(Text provided)

My study suggests that short distances along the line connecting the points are seen differently _relative to longer distances_ in the two figures. To put it crudely, if with no arrowheads or feathers, 1 + 1 + 1 = 3, then in one case 0.9 + 0.9 + 0.9 = 3.1 while in the other 1.1 + 1.1 + 1.1 = 2.9. If I imagine your layout properly, what you would find would be that 0.9 = 0.9, 1.1 = 1.1, and 3.1 = 3.1 and 2.9 = 2.9. But I'm probably not seeing in my mind what you are seeing in yours.

I've visualizing points arranged like this,ranging smoothly from (1) to (5):

(1) * * * * * * * <--- squeezed at ends

(2) * * * * * * *
   (3) * * * * * * * <--- equal spacing

(4) * * * * * * *

(5) * * * * * * * <--- squeezed at center

If there is an effect that varies with distance from the ends, we would not expect to see the spacing of line (3), but one of the others, and to see an effect from arrows opposite to the effect from feathers.

What would your proposed distortions predict for the outcome above?

No prediction at all. I don't assert (or assume) that there's any distortion of that kind. Nor do I assume there isn't. If any of those distortions actually occur, it would be interesting in respect of the illusion itself, but I doubt it would shed any light on the results of my study.

If the interpretation holds that I thought Rick and I agreed on (but which he seems now to disavow), it's simply a contrast effect. The subject perceives the inter-point distance as longer in the F figure, and the short inter-dot intervals seem shorter by contrast. That interpretation says nothing about where the short interval sits within the longer interval, and I don't know of any other studies that would help in makign a guess. My first intuitive guess would be that the position wouldn't matter much at all. All the interdot distances would be a little "squeezed" in the F figure (where the total distance is long) and "stretched" in the A figure (where the total distance is short). That wouldn't show up in your proposed experimental arrangement.

What would be interesting is if you did get the kind of distortion you depict, but it went in opposite directions in the two figures. I'm not sure what it would mean in the context of the original study, but maybe it would mean something.

Martin

[Martin Taylor 2007.09.25.14.14]

[From Rick Marken (2007.09.25.0915)]

... My model of perception is that there are hierarchical layers of perceptual function (gee, what a coincidence; isn't there is esoteric theory of mind that says the same thing;-).

In my model of perception the lowest level perceptual functions produce a perception that is related to the magnitude of physical stimuli. This is what is called the psychophysical function in psychology and can be represented as Psi = f(s). In the chart I sent I assumed that f() is logarithmic when s is the length of a line so that Psi = k log s.

(End Text provided)
(Source material)

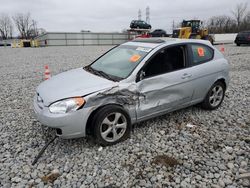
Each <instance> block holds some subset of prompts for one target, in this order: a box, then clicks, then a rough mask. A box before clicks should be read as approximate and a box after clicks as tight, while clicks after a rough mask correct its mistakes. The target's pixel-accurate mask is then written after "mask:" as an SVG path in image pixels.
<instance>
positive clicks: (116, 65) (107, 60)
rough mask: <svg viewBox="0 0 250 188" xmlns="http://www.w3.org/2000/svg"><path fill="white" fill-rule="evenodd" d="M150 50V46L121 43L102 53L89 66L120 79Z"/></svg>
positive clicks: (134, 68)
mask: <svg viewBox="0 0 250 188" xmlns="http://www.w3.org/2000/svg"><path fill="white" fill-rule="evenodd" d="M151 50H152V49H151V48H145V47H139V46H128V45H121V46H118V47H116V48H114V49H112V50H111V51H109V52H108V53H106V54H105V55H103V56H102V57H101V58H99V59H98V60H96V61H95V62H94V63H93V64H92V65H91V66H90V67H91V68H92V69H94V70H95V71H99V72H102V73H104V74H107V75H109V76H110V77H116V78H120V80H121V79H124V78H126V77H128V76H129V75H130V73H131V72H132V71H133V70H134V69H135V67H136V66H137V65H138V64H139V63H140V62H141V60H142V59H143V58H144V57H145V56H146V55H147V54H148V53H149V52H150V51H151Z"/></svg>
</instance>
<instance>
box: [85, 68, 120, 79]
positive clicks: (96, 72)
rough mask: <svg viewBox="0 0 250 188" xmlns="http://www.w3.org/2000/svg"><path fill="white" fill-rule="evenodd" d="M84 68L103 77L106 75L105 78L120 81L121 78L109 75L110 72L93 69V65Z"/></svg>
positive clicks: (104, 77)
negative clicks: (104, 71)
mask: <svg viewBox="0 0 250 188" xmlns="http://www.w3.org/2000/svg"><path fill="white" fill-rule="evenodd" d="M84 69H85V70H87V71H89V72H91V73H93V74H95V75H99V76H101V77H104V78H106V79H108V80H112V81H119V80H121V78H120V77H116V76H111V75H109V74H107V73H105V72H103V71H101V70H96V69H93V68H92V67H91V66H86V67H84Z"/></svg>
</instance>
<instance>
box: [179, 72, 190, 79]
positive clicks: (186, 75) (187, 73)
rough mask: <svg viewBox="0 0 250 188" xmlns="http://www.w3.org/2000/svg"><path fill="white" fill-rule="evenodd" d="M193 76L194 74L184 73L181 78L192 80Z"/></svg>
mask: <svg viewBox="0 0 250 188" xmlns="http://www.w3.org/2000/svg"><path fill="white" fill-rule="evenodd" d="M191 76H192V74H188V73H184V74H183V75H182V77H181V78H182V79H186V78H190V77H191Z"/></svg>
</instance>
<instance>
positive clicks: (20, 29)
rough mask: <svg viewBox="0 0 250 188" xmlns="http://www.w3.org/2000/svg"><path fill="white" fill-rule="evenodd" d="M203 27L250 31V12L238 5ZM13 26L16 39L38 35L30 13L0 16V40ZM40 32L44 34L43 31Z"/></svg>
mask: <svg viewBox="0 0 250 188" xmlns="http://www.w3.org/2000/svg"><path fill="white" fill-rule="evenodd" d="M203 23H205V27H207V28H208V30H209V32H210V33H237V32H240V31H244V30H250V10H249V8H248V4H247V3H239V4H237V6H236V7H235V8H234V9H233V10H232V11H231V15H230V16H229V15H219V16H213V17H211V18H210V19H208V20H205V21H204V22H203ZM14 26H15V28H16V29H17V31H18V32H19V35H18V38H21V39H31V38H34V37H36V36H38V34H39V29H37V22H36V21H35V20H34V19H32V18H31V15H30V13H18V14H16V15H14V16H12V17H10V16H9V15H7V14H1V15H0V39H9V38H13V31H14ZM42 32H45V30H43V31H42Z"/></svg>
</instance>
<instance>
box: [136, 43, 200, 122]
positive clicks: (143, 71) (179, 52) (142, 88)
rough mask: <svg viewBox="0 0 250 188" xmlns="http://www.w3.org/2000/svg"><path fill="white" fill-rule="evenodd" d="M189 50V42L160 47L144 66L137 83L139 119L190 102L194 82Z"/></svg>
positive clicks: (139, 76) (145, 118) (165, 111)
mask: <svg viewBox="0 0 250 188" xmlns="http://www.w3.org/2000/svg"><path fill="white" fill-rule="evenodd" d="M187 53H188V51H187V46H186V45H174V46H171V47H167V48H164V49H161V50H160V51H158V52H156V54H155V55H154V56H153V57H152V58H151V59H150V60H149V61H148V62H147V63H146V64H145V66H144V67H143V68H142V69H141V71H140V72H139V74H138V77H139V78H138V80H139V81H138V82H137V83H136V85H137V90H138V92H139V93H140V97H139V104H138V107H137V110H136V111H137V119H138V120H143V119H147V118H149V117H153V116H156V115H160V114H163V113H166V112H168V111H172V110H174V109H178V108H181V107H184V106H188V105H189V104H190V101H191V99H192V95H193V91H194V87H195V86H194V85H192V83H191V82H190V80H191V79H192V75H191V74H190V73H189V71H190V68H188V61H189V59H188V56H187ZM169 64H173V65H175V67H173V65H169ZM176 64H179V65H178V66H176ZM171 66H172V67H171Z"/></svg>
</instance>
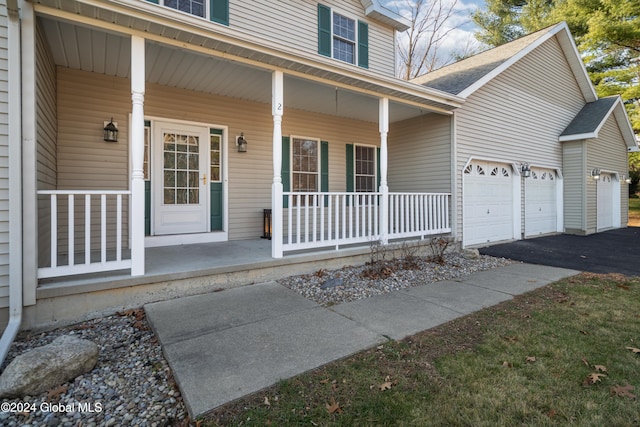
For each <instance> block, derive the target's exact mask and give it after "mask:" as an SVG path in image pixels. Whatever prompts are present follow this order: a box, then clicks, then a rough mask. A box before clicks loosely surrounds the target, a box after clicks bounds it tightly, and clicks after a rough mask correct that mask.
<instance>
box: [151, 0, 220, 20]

(End Source material)

- Exercises
1. Summarize the forum exchange about the arrowhead and feather figures in two sentences.
2. In the forum exchange about the arrowhead and feather figures, what form does Rick Marken assume the psychophysical function takes when s is the length of a line?
3. Carry on the forum exchange about the arrowhead and feather figures from its final sentence.

- Responses by item number
1. Martin Taylor declines to predict any position-dependent distortion of the spacing between points, instead favoring a contrast effect: the inter-point distance looks longer in the F figure, so the short inter-dot intervals seem shorter by contrast. Rick Marken's reply describes a model of hierarchical layers of perceptual function, where the lowest level yields a perception tied to stimulus magnitude, assumed to be logarithmic for line length.

2. He assumes it is logarithmic, so that Psi = k log s.

3.
In my model of perception, the effect of context is included in perceptions at a higher level; perceptions created by perceptual functions that take the outputs of lower level perceptual functions as inputs. So the perception of line length in the context of other lines is created by a perceptual function that takes Psi values (call them Psi1 to indicate that they are level 1 perceptions) as inputs. I assume that the output of these higher level functions, which we can call Psi2, are the basis for judgments of line length when we see context affecting these judgments. So a higher level perception that is used in judging line length in the context of other line lengths (as in your Mueller Lyer study) might be Psi2 = g(Psi11, Psi12,...Psi1n). What I plotted in my graph as the Psi values for the Arrowhead and Feather contexts were actually Psi2 values; I just picked g() functions that would transform the log s (Psi1) values to give the right results. The log function that produces the Psi1 values is the same for both the Arrowhead and Feather context.

My model of perception assumes that the low and high level perceptions (Psi1s and Psi2s) are present simultaneously. Subjects who show a pronounced context effect are mainly paying attention to the higher level perception, Psi2; those who do not show pronounced context effects (or who learn not to show them) are able to focus on the lower level perception, Psi1. In most psychophysical experiments, context is held constant so it it shouldn't matter whether judgments are based on Psi1 or Psi2 level perception.

I've quoted this extensively, because I think it's a very interesting total revision of the "standard" hierarchy. In the standard hierarchy, a perception at one level is of a qualitatively different kind than a perception at another level. An intensity is an intensity, and a configuration is a configuration. You can't (in the normally understood version of HPCT) parse an intensity out of a configuration -- or else I've been misinterpreting HPCT for many years.

You are allowing for a novel possibility -- that two well separated levels can create perceptual fucntions that are qualitatively the same. "Qualitatively" means that consciously we perceive them as being the same or different kinds of thing. I like it, because it accounts for one's ability to take different views that can reduce or enhance some illusions.

But it still produces the same issue.

Whether this model is correct or not, I hope it shows what I mean when I say that your results doesn't rule out the possibility of a single psychophysical function. I see the psychophysical function as the level 1 perceptual functions, which seem to be either logarithmic or, certainly, loggish;-) Context effects, like those seen in your study, don't necessarily change the nature of the psychophysical (level 1) functions; indeed, they don't have to change these functions at all. They just change the outputs of higher level -- I would say configuration level -- perceptual functions.

I suppose it depends what you mean by "the psychophysical function". Usually, that refers to the relation between the perceived magnitude and the physical magnitude of something. You are proposing a multi-level mechanism, but there's still only one perceived value at a time. You don't perceive two inter-dot distances, or even a diffuse distance. You perceive a distance, and that distance has a relationship with the physical distance. That relationship (the psychophysical function) depends on the configurational context. What mechanisms operate below that level is interesting, but not relevant.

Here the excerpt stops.